- [WHAT NEEDS TO BE DONE]:
Identify each line in the items below that contains the word "person" and copy every such line.

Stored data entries
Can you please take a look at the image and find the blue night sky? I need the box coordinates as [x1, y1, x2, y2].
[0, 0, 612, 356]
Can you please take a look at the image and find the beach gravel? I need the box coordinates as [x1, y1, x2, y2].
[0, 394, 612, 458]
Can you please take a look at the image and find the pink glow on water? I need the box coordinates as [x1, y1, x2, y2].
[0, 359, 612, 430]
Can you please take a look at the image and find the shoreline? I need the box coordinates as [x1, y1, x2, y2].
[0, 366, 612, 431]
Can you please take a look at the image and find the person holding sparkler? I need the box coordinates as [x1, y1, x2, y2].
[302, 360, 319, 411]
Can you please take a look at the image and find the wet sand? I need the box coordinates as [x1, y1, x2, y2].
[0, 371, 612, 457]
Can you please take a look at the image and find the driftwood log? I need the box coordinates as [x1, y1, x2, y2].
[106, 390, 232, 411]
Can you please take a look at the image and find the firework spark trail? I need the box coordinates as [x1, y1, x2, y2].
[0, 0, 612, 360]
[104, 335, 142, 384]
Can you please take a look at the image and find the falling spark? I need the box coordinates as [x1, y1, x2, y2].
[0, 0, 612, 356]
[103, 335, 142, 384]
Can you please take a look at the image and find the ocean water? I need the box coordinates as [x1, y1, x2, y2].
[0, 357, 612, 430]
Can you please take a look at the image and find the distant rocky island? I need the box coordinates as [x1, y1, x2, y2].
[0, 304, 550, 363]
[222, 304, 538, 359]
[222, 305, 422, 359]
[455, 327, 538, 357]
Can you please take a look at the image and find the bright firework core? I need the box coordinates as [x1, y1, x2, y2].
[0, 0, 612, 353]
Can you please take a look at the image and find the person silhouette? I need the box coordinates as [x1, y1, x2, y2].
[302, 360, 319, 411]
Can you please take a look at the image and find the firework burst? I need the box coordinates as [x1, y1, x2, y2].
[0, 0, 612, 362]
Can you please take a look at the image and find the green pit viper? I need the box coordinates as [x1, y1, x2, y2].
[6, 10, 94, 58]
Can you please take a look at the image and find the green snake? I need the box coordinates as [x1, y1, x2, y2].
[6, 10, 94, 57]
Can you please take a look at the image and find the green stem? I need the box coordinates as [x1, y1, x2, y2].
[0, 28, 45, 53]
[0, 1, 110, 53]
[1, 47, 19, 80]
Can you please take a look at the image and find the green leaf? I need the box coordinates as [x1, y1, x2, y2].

- [SOLUTION BELOW]:
Can you please take a look at the image and find the person holding sparkler? I need the box coordinates as [x1, y1, x2, y2].
Can you please take a look at the image and find the person silhouette? I need the box coordinates as [x1, y1, x2, y2].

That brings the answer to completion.